Description of the task » Pick out each line below that contains the word "blue" and copy those lines unchanged.

Lines pointing to named objects:
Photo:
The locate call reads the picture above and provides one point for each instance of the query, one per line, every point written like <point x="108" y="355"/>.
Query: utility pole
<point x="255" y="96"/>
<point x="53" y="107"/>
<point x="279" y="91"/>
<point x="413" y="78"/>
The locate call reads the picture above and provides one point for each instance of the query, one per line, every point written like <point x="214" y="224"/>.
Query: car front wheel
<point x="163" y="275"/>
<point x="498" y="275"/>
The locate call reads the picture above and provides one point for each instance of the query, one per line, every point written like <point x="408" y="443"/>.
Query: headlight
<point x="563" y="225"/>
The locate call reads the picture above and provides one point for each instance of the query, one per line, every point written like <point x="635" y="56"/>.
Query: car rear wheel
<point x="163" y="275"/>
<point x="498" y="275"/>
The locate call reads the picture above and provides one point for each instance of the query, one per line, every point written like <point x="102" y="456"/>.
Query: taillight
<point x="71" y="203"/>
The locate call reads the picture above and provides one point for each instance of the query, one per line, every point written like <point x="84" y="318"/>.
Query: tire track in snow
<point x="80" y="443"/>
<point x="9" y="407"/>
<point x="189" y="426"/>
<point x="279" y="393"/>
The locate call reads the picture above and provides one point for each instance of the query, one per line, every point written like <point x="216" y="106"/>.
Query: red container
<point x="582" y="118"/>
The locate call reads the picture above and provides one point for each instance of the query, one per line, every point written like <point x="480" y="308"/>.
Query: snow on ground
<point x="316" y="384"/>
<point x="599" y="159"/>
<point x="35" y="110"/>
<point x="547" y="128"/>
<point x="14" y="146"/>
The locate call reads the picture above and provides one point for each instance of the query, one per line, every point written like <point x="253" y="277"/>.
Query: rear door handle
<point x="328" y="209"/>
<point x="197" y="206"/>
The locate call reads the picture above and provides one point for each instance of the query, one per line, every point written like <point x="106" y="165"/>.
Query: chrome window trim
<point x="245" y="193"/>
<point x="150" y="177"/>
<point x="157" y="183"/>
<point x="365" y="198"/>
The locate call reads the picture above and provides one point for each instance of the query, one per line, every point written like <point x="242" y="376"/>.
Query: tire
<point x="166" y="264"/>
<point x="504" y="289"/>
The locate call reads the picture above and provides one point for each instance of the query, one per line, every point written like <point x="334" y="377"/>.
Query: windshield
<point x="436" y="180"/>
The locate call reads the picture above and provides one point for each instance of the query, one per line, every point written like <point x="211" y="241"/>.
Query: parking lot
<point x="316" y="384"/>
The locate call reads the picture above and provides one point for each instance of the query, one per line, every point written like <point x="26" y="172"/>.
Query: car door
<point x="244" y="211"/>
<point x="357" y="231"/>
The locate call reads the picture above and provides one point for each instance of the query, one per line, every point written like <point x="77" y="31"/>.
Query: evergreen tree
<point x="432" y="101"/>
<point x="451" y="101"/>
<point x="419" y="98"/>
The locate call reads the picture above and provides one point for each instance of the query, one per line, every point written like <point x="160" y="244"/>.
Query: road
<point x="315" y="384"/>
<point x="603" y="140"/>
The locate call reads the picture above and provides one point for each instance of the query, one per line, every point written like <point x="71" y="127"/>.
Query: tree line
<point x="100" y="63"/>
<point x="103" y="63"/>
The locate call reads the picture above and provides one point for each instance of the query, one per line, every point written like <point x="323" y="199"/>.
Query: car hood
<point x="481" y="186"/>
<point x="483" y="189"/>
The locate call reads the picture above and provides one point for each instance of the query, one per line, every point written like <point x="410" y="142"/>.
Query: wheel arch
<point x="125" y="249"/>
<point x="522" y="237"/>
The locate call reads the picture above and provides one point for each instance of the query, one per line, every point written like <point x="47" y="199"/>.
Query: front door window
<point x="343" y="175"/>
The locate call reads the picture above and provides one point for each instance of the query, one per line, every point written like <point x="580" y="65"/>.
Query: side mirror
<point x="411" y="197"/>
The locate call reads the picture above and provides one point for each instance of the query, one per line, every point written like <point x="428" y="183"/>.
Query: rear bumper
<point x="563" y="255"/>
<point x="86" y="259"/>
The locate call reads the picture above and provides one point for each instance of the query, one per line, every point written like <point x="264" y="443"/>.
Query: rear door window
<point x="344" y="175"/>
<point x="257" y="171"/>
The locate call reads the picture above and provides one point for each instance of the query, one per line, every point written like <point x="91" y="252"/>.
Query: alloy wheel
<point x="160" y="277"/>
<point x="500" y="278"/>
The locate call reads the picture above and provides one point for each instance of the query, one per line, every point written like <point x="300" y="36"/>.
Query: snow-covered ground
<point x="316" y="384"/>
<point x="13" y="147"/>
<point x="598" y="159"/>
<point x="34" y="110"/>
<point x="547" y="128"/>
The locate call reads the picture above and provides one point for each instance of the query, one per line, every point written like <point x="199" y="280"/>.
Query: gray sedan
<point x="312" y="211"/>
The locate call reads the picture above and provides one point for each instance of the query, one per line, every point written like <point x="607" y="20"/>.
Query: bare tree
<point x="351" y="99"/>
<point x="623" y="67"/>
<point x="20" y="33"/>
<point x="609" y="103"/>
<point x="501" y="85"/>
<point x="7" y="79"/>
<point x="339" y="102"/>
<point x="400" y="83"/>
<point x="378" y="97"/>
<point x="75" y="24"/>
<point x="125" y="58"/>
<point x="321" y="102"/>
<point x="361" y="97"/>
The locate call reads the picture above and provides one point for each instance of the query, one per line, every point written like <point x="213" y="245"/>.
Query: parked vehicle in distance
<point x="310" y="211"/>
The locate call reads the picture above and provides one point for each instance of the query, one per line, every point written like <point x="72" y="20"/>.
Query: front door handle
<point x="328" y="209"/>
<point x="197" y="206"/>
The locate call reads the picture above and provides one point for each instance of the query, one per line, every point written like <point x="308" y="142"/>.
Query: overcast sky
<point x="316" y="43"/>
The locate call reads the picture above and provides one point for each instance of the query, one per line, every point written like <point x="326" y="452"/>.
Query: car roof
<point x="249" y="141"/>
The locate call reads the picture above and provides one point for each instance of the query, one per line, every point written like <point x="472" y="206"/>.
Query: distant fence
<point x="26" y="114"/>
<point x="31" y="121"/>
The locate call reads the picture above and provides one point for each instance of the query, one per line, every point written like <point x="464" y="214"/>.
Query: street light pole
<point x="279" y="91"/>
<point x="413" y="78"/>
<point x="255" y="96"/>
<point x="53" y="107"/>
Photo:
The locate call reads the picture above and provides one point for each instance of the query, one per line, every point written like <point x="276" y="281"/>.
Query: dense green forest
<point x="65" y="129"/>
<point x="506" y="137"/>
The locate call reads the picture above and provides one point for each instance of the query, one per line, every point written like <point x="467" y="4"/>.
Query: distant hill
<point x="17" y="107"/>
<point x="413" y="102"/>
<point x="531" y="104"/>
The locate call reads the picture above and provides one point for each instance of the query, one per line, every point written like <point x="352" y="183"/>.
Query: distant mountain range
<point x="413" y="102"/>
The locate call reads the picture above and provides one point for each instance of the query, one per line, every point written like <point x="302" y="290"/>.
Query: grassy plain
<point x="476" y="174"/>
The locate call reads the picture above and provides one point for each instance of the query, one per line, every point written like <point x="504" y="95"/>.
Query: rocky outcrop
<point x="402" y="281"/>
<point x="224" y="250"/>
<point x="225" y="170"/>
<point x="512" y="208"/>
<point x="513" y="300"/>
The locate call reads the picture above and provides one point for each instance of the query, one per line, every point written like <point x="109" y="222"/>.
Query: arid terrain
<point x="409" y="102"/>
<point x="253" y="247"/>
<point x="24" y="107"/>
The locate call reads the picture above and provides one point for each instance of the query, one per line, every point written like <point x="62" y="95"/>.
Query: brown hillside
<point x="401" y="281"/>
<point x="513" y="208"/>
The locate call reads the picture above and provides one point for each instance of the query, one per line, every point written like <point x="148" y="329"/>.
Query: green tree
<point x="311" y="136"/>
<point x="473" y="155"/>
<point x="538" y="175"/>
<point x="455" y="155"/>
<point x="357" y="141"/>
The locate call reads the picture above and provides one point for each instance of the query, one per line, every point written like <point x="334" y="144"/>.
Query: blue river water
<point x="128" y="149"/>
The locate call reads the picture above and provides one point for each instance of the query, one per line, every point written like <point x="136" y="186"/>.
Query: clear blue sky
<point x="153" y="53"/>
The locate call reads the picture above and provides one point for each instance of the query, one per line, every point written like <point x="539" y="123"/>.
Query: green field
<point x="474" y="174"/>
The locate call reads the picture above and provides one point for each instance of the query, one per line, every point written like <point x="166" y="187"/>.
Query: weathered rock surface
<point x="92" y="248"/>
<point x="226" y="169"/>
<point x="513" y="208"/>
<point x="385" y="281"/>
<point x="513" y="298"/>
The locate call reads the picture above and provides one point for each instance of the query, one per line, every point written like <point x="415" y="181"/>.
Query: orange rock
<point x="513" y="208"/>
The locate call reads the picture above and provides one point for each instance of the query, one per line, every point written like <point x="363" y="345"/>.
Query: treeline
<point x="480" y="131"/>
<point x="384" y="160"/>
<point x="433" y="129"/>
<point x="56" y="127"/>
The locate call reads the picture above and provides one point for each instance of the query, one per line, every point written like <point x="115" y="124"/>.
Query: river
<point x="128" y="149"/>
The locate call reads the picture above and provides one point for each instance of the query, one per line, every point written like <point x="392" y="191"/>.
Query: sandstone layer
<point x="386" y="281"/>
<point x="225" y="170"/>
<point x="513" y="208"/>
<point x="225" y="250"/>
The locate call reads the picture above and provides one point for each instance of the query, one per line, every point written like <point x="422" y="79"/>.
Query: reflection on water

Result »
Query: blue river water
Query: clear blue sky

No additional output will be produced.